— BEGIN Text shown —
Another definition of capital is financial risk-bearing. For example, the United States government provides a large preponderance of the capital to the US banking system, because it bears a large preponderance of the risk should banks' assets become impaired. The US government does not hold "wealth"-like assets against the assets at risk. Yet the US government provides the capital nonetheless.
Perhaps it would be better if we had yet another word for this. But in financial contexts, I'd argue this is the main meaning of the word capital. A loan guarantee is a much more substantive form of capital than whatever is offered by a liquidity provider who benefits from the guarantee, even though it's the latter who holds the wealth.
"Liquidity" is very tempting but it's also impossibly polysemous, so vague at best. A particular usage can often often only be parsed by financerati who are able to understand (and often, deduce) the intended meaning.
It is! A bank's "capitalization" is an attempt at describing the *private* risk-bearing brought to bear on behalf of the bank. But the "capitalization" is provided by the party that bears risk. Depositors hold "capital" in the sense of "wealth", but they do not in any meaningful sense "capitalize the bank".
Liquidity is quite distinct from capital in this sense. Liquidity can be provided by a risk bearer. But it needn't be. It independently emerges when risks are fully borne, in the context of a modern financial system.
There is a unity between what a shareholder in an ordinary firm and the government for its countries banks provide: financial risk-bearing.
Finance is a factor of production. Without it there is no production. But what is scarce in finance is financial risk-bearing. Nothing more and nothing less, in modern financial systems. Liquidity is endlessly available once risk is fully borne.
The reason why "financial capital" is the right word for this is precisely because it is a factor of production, like physical capital. Like the pistons of a factory, without some party to bear the risk of buying the pistons, nothing will be produced. Sure, without oxygen nothing would be produced either, but it's not scarce. Same with liquidity. On the financial side, the scarce factor is risk bearing. So it should be counted "capital" in your first sense, even though it isn't physical stuff.
Okay. You've 100% convinced me that we should say "financial risk-bearing" (forgive me, FRB) rather than the impossibly and inevitably ambiguous "capital." FRB is perhaps not as mechanically precise as I tend to like, but that's a + here. It encompasses multiple mechanisms of FRB, deployed at multiple removes from the proximate risk-bearer/payer. This an Aha term and understanding for me, thanks! A category label under which I can conceive a taxonomy of mechanisms.
OTOH, ahem...
> Finance is a factor of production. Without it there is no production.
Utterly disagree. The second sentence does NOT support the first. The only inputs to production are human labor/effort, and natural resources. Financing or "funding" (from borrowing, sales/profits, whadevuh) just delivers assets onto balance sheets that can then be spent to purchase those factors of production. So they're necessary for production to occur. In practice FRB likewise enables and is necessary for that investment spending to happen. Stockholders, in the modern economy, need to exist. As does the Fed and other FRBers.
> the scarce factor is risk bearing. So it should be counted "capital"
Here, the first doesn't support the second. If, as I think you'll agree, we need to think of capital as a stock of stuff, I'm having a lot of difficulty comprehending what a "stock" of risk-bearing would be.
— END Text shown —
Brief 1
Write out a passage from the discussion of financial capital, beginning at the words "Utterly disagree. The" and stopping after "risk-bearing would be.".
Brief 2
In the discussion of financial capital, what abbreviation is adopted for "financial risk-bearing"?
Brief 3
Carry on the discussion of financial capital and risk-bearing from where it stops.
— BEGIN Supplied data —
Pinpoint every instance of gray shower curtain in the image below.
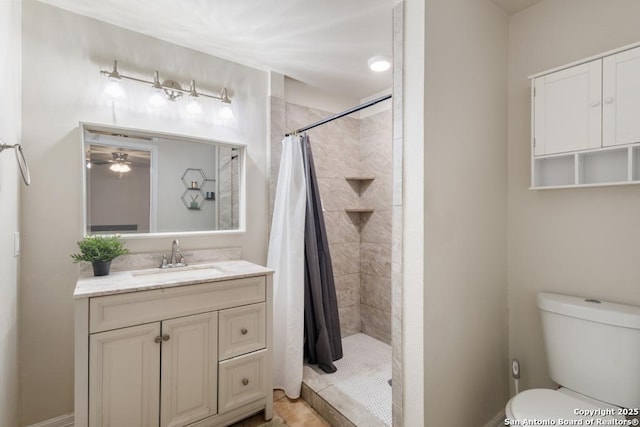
[302,134,342,372]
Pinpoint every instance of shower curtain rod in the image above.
[284,94,392,136]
— END Supplied data —
Reply 1
Utterly disagree. The second sentence does NOT support the first. The only inputs to production are human labor/effort, and natural resources. Financing or "funding" (from borrowing, sales/profits, whadevuh) just delivers assets onto balance sheets that can then be spent to purchase those factors of production. So they're necessary for production to occur. In practice FRB likewise enables and is necessary for that investment spending to happen. Stockholders, in the modern economy, need to exist. As does the Fed and other FRBers.
> the scarce factor is risk bearing. So it should be counted "capital"
Here, the first doesn't support the second. If, as I think you'll agree, we need to think of capital as a stock of stuff, I'm having a lot of difficulty comprehending what a "stock" of risk-bearing would be.

Reply 2
FRB

Reply 3
Semi-aside, this reminds me of optimal taxation theory and its anathema of "taxing capital." In a world in which ETF shareholders (etc) are the far-removed risk-bearers. OTT conceives them as the actual investment spenders, a flow concept, while in fact they're just holding, owning their ETF shares. Sheer ownership is not an input to production. Or even a funding source for it.
But back to the top, yeah: they're the ultimate FRBers for particular firms, and FRBers need to exist.
I realize I should reply proleptically to a possible and reasonable objection. Capital services are also reasonably seen as an input to production. But those can reasonably be seen as outputs from previous production of capital, which ultimately devolves back to human effort + natural resources. (This is I think a more complete understanding than Marx's (my words) condensed past work-hours.)
I also, BTW, tend to think about the human labor/effort "factor" as human-capital services delivered to production. Much of that human capital comes from "natural resources" (humans have exceptional abilities at birth, subject to "normal" development. They can walk upright, use their hands, speak, etc.) But much comes from human-produced abilities/capital – produced via education, health care, etc.
I assume the default definition of Capital is the stock of assets held by private individuals, corporations and governments that can be traded in the market.
Marxist often say the strangest things. But I do appreciate David Harvey's (probably the most famous living teacher if Marx's Capital) thought provoking explanation of what Marx believed capital was: value in motion.
What the hell does that mean? We'll, Marx spent 1,152 pages explaining... And that's just the first of -three- books 🤣
Anyways, thanks again for sharing your thinking. I sure enjoyed reading.
>I assume the default definition of Capital is the stock of assets held by private individuals, corporations and governments that can be traded in the market.
I'd say the default definition is "long-lived (productive) real stuff." But our disagreement there just shows why we should stop using the word "capital."
For your def we already have a perfectly good, perfectly clear term: Wealth. As or NW.
> individuals, corporations and governments
Problem there: you can't just sum these up to get NW of the full Domestic/National sector. Need to *consolidate.* If corps sells bonds to HHs, each has more assets. (Corps get cash, HHs get newly-created bonds.) Summing their assets double-counts the new assets.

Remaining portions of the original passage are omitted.